**网页节选:**
此外tf.train.string_input_producer还有两个重要的参数，一个是num_epochs，它就是我们上文中提到的epoch数。另外一个就是shuffle，shuffle是指在一个epoch内文件的顺序是否被打乱。

summary

tensorboard 作为一款可视化神器，可以说是学习tensorflow时模型训练以及参数可视化的法宝。

而在训练过程中，主要用到了tf.summary()的各类方法，能够保存训练过程以及参数分布图并在tensorboard显示。

参考TensorFlow框架(2)之TensorBoard详解

TFRecord

Tfrecord是tensorflow官方推荐的训练数据存储格式，它更容易与网络应用架构相匹配。

Tfrecord本质上是二进制的Protobuf数据，因而其读取、传输的速度更快。Tfrecord文件的每一条记录都是一个tf.train.Example的实例。

使用tfrecord文件格式的另一个好处是数据结构统一，屏蔽了底层的数据结构。在类似于图像分类的任务中，原始数据是各个图片以单独的小文件的形式存在，label又以文件夹的形式存在，处理这样的数据比较麻烦，比如随机打乱，分batch等操作；而所有原始数据转换为一个或几个单独的tfrecord文件后处理起来就会比较方便。

生成tfrecord文件

何把原始数据转换为tfrecord文件格式，请参考下面的代码片段：

def _bytes_feature(value):
    if not isinstance(value, list):
        value = [value]
    return tf.train.Feature(bytes_list=tf.train.BytesList(value=value))
def _int64_feature(value):
    if not isinstance(value, list):
        value = [value]
    return tf.train.Feature(int64_list=tf.train.Int64List(value=value))

# 建立tfrecorder writer
writer = tf.python_io.TFRecordWriter('csv_train.tfrecords')

for i in xrange(train_values.shape[0]):
    image_raw = train_values[i].tostring()
	features=tf.train.Features(feature={
        'image_raw':  _bytes_feature([image_raw]),
        'label': _int64_feature([train_labels[i]])
    })
    # build example protobuf
    example = tf.train.Example(features=features)
    writer.write(example.SerializeToString())

writer.close()

使用tfrecord文件

定义与保存文件时对应的解析文件方法

def parse_exmp(serial_exmp):
    features={'image_raw': tf.FixedLenFeature([3], tf.int64),
              'label': tf.FixedLenFeature([3],tf.float32)
    }
    feats = tf.parse_single_example(serial_exmp, features=features)

**简短问题 1:** 请给出下方条目中含有单词“link”的行数，只写数字。

**数据行:**
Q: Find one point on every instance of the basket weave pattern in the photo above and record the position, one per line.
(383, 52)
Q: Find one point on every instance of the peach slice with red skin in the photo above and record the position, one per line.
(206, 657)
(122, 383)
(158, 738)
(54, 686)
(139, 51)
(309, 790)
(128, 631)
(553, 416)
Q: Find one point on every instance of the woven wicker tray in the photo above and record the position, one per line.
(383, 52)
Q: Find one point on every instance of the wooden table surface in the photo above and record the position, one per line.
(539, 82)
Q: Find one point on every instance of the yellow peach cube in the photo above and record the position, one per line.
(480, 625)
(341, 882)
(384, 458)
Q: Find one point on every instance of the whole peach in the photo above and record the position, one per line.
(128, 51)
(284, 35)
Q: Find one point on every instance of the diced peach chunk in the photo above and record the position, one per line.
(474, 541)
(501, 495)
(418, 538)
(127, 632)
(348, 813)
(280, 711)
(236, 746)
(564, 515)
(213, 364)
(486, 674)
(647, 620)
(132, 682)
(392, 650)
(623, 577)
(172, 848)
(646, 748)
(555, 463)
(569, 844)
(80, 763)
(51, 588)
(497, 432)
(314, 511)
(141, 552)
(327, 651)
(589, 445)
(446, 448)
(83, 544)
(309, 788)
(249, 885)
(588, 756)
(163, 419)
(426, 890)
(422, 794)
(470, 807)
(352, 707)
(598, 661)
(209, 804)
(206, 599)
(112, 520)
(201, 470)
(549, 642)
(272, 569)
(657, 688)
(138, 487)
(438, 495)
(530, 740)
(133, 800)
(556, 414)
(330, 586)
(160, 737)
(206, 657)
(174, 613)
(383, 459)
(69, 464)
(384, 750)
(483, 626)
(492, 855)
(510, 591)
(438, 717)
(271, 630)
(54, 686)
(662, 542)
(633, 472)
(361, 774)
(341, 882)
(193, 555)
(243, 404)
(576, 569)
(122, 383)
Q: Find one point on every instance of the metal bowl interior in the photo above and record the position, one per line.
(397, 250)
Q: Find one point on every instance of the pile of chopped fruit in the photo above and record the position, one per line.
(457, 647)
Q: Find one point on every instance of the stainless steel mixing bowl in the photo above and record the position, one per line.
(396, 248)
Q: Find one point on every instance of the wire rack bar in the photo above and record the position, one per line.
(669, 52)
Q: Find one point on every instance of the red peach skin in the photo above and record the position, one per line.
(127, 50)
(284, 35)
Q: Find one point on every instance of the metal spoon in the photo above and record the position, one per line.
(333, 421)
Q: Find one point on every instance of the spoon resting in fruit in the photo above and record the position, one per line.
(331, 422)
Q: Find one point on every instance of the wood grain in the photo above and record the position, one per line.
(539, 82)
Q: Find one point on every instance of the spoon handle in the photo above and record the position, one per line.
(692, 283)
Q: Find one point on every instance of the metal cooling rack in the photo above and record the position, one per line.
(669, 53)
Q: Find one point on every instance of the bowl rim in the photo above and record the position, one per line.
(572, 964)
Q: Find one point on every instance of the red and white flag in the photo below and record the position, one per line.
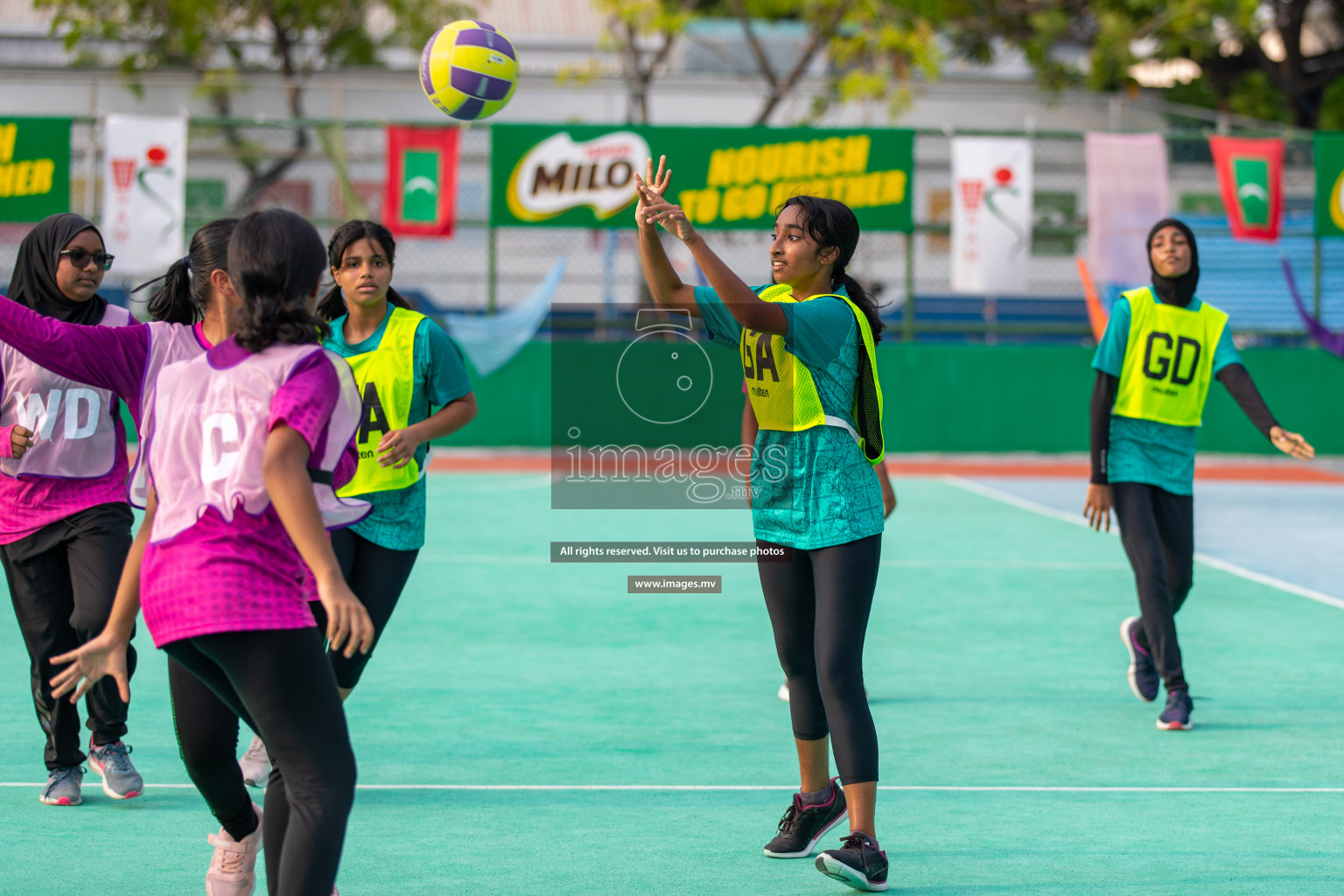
(144, 193)
(990, 215)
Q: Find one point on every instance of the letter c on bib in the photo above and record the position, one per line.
(217, 462)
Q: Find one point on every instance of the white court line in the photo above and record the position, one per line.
(1250, 575)
(984, 788)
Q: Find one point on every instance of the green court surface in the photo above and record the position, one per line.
(531, 728)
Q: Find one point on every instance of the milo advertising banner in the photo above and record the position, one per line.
(724, 178)
(34, 168)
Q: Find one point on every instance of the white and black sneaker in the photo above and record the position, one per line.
(858, 863)
(804, 825)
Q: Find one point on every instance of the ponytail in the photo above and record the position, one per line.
(332, 305)
(276, 263)
(171, 301)
(831, 223)
(185, 291)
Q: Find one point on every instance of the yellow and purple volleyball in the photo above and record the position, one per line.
(469, 70)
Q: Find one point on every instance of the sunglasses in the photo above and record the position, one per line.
(80, 258)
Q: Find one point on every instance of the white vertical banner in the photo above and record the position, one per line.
(990, 215)
(144, 191)
(1126, 193)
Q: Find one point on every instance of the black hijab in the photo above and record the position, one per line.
(34, 283)
(1175, 290)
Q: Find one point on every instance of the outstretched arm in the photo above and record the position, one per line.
(1238, 382)
(1097, 507)
(741, 300)
(110, 358)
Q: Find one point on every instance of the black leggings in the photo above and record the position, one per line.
(1158, 529)
(376, 575)
(207, 738)
(280, 684)
(819, 609)
(62, 582)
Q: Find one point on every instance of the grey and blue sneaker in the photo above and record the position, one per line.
(120, 778)
(1176, 715)
(1143, 672)
(859, 863)
(63, 786)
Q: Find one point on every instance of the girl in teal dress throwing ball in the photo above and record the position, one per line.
(807, 346)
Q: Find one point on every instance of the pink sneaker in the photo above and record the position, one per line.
(233, 865)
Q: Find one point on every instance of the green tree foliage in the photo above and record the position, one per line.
(875, 47)
(217, 39)
(1278, 60)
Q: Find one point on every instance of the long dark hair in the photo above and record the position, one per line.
(276, 261)
(346, 235)
(185, 293)
(832, 223)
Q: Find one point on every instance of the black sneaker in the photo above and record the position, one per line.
(1176, 715)
(858, 864)
(802, 826)
(1143, 672)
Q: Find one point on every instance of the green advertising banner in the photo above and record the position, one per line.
(724, 178)
(34, 168)
(1328, 150)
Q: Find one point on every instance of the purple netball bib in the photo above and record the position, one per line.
(168, 344)
(73, 426)
(208, 438)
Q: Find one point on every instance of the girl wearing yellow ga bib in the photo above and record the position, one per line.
(807, 349)
(1161, 349)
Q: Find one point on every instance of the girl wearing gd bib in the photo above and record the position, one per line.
(257, 431)
(807, 354)
(1161, 349)
(65, 527)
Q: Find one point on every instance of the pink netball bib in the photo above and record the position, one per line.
(73, 424)
(208, 438)
(168, 344)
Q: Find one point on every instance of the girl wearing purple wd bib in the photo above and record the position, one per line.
(245, 444)
(193, 311)
(65, 527)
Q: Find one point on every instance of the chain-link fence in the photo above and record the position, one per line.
(481, 269)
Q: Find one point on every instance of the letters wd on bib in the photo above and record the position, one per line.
(144, 191)
(724, 178)
(990, 215)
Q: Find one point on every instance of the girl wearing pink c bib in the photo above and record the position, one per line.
(245, 444)
(65, 527)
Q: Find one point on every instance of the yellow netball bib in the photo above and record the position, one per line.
(386, 379)
(784, 396)
(1168, 360)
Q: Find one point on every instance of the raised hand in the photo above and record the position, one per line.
(1292, 444)
(657, 183)
(660, 211)
(1097, 508)
(20, 439)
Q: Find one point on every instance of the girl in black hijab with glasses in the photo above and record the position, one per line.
(65, 524)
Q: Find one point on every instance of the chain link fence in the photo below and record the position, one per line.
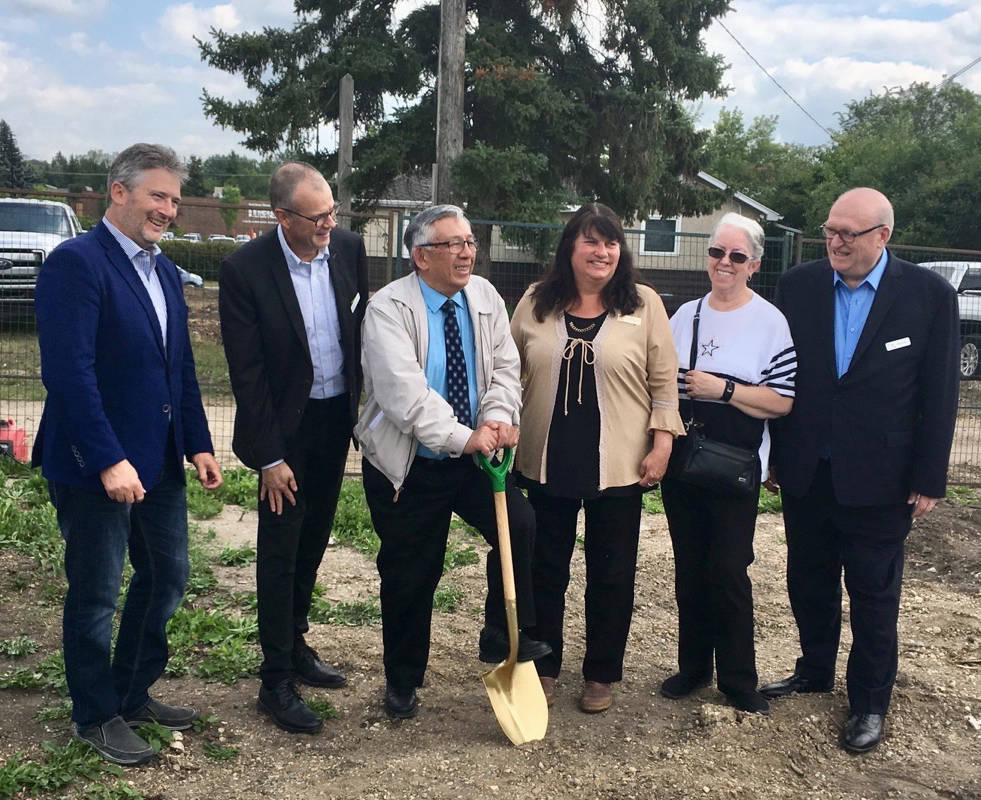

**简短问题 2:** 请把上方关于TensorFlow的网页节选中从“Tfrecord本质上是二进”到“文件后处理起来就会比较方便。”的那一段原样抄录下来。

**问题解答 1:** 2

**问题解答 2:**
Tfrecord本质上是二进制的Protobuf数据，因而其读取、传输的速度更快。Tfrecord文件的每一条记录都是一个tf.train.Example的实例。

使用tfrecord文件格式的另一个好处是数据结构统一，屏蔽了底层的数据结构。在类似于图像分类的任务中，原始数据是各个图片以单独的小文件的形式存在，label又以文件夹的形式存在，处理这样的数据比较麻烦，比如随机打乱，分batch等操作；而所有原始数据转换为一个或几个单独的tfrecord文件后处理起来就会比较方便。